Requirements:
Can you update the entries from their start through the line containing "(4, 0), (498, 80)", both ends included, by replacing "sky" with "clouds" and leaving everything else unchanged? Return only those lines, without the pictures.

── The data ──

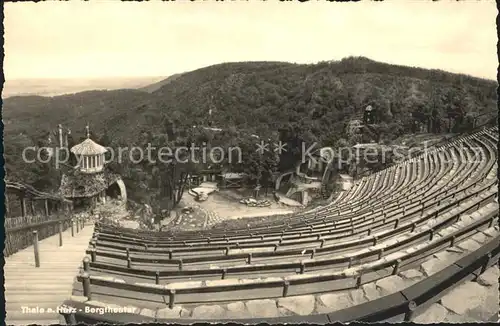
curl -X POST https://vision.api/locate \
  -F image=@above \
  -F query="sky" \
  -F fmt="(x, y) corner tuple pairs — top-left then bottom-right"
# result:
(4, 0), (498, 80)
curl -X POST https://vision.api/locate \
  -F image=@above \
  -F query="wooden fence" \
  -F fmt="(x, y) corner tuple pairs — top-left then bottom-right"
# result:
(4, 181), (73, 257)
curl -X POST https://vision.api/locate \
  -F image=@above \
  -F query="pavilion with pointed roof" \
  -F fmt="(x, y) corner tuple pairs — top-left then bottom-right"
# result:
(59, 126), (127, 211)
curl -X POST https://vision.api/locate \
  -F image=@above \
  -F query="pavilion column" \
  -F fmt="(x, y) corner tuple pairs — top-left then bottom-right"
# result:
(21, 196), (26, 217)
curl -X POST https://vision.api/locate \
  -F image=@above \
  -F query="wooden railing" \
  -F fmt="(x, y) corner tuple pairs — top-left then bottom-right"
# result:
(4, 181), (73, 258)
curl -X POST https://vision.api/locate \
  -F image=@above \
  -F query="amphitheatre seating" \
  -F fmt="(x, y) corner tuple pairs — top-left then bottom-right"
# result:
(60, 128), (500, 323)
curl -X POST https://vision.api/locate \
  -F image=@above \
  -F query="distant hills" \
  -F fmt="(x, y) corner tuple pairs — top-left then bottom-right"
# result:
(2, 77), (165, 99)
(3, 57), (497, 191)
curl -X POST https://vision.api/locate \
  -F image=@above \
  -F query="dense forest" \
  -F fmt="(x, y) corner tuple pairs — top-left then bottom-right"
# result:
(2, 57), (497, 209)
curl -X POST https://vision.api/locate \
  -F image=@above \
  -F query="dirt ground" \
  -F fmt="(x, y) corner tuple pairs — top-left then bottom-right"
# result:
(180, 189), (298, 226)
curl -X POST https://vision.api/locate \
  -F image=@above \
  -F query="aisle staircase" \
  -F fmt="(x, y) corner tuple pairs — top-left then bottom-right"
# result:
(4, 221), (94, 325)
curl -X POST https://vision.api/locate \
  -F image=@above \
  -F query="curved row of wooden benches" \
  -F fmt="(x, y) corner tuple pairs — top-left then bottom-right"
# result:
(62, 128), (498, 320)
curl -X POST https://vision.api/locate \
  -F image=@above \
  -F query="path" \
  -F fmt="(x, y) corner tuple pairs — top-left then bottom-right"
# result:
(4, 222), (94, 325)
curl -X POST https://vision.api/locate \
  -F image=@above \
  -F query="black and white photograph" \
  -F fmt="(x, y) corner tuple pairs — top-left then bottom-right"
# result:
(1, 0), (500, 325)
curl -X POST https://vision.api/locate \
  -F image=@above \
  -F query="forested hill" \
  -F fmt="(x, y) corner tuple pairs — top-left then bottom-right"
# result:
(3, 57), (497, 190)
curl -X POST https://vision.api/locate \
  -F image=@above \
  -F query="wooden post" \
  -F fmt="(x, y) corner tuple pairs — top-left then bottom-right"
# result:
(33, 231), (40, 267)
(30, 199), (36, 216)
(168, 289), (175, 309)
(404, 301), (417, 322)
(59, 221), (62, 247)
(82, 273), (92, 300)
(83, 257), (90, 273)
(21, 197), (26, 217)
(283, 280), (290, 297)
(5, 191), (10, 217)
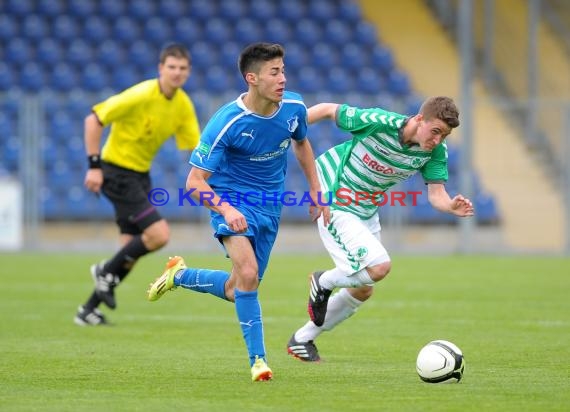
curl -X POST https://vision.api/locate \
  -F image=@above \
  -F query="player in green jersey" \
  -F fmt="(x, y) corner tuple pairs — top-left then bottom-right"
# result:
(287, 97), (474, 361)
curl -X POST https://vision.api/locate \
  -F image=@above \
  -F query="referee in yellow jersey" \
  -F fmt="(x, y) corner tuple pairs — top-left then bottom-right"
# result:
(74, 44), (200, 326)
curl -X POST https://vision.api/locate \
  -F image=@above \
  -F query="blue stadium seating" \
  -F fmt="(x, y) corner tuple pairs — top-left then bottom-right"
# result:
(0, 0), (494, 224)
(0, 14), (18, 44)
(19, 62), (45, 93)
(52, 14), (79, 44)
(232, 18), (263, 47)
(36, 37), (64, 67)
(4, 37), (33, 68)
(67, 0), (97, 19)
(158, 0), (187, 20)
(143, 17), (172, 48)
(127, 0), (157, 23)
(50, 63), (78, 92)
(37, 0), (65, 18)
(22, 14), (49, 41)
(249, 0), (279, 22)
(0, 62), (17, 92)
(81, 16), (111, 46)
(264, 18), (295, 44)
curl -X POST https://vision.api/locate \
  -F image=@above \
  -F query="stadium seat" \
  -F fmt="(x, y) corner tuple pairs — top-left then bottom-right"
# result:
(157, 0), (187, 20)
(204, 17), (233, 47)
(0, 114), (16, 141)
(0, 14), (18, 44)
(126, 0), (158, 23)
(97, 39), (125, 69)
(36, 37), (63, 67)
(49, 63), (77, 92)
(128, 40), (154, 70)
(52, 14), (80, 44)
(325, 20), (352, 47)
(340, 42), (370, 70)
(356, 67), (385, 95)
(190, 41), (217, 70)
(353, 22), (378, 47)
(205, 66), (234, 93)
(216, 0), (245, 20)
(0, 61), (16, 92)
(64, 89), (93, 116)
(311, 42), (340, 69)
(82, 16), (111, 46)
(191, 0), (218, 22)
(387, 70), (410, 97)
(265, 18), (295, 44)
(4, 37), (34, 66)
(337, 1), (362, 26)
(36, 0), (65, 19)
(474, 192), (500, 225)
(81, 63), (109, 92)
(3, 0), (34, 18)
(174, 17), (202, 47)
(21, 14), (49, 41)
(370, 45), (394, 76)
(67, 0), (97, 20)
(295, 18), (320, 50)
(297, 66), (323, 93)
(111, 17), (141, 45)
(47, 110), (76, 144)
(305, 0), (336, 25)
(98, 0), (127, 21)
(232, 18), (263, 47)
(326, 66), (353, 94)
(249, 0), (279, 22)
(66, 38), (94, 68)
(285, 42), (309, 74)
(19, 62), (45, 93)
(276, 0), (307, 24)
(143, 17), (172, 48)
(111, 66), (143, 91)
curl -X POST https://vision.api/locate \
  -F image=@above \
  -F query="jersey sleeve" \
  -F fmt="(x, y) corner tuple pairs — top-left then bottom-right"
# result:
(92, 85), (144, 126)
(189, 122), (227, 173)
(289, 104), (308, 141)
(420, 142), (449, 183)
(175, 98), (200, 150)
(336, 104), (406, 134)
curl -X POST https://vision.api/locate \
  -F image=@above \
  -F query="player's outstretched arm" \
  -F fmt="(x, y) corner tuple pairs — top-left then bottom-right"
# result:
(428, 183), (475, 217)
(307, 103), (338, 124)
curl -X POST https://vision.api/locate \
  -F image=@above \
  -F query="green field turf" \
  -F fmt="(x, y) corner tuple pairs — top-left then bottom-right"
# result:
(0, 253), (570, 412)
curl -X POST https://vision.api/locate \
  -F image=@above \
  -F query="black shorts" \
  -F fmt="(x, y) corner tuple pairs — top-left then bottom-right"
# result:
(101, 162), (162, 235)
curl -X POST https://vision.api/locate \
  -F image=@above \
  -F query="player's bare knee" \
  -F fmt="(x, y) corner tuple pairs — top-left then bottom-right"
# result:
(348, 286), (374, 302)
(366, 261), (392, 282)
(234, 266), (259, 292)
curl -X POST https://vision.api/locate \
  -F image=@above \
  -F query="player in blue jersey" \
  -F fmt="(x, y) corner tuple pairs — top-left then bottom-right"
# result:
(144, 43), (330, 381)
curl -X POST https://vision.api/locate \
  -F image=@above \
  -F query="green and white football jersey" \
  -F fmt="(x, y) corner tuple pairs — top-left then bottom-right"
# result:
(316, 104), (448, 219)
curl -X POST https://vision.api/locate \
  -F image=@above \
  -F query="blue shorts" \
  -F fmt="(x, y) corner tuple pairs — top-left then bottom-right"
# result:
(210, 209), (280, 280)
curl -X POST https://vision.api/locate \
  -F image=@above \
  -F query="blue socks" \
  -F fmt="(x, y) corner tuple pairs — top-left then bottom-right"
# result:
(234, 289), (265, 366)
(174, 268), (265, 366)
(174, 268), (230, 300)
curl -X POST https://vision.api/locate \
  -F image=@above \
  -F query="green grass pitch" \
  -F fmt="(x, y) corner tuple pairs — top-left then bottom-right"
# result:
(0, 253), (570, 412)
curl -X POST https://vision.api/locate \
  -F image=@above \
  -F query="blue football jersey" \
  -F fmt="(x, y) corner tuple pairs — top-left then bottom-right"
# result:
(190, 91), (307, 216)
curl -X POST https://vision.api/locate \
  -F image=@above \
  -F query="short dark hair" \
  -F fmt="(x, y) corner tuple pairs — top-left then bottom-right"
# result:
(238, 43), (285, 78)
(420, 96), (459, 129)
(159, 43), (192, 63)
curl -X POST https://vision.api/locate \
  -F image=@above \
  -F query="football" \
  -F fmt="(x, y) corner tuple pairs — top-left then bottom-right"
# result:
(416, 340), (465, 383)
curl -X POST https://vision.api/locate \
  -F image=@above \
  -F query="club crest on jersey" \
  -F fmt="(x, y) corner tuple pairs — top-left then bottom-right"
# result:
(287, 116), (299, 133)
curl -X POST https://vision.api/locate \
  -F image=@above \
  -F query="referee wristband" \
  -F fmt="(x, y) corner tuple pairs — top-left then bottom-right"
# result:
(87, 155), (101, 169)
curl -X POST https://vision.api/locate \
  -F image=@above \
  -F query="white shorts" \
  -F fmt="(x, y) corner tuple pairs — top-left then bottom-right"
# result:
(318, 210), (390, 275)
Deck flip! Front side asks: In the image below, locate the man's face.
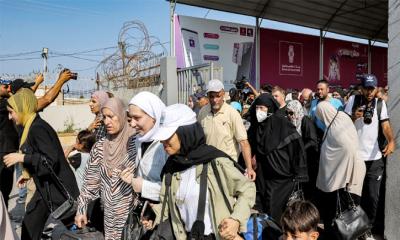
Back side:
[283,231,319,240]
[272,91,286,107]
[0,85,10,98]
[198,97,208,108]
[361,87,377,102]
[317,83,329,100]
[208,90,225,112]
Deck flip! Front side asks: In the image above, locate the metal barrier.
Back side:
[177,63,223,104]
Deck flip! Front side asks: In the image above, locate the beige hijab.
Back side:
[0,192,17,240]
[102,98,134,176]
[316,101,365,196]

───

Reply:
curl -X POST https://vision.api/locate \
  -F image=@above \
  -F query="clouds" \
  -F fmt="(x, y) corner tuple pairs — top-left then bottom-right"
# result:
(4, 0), (498, 80)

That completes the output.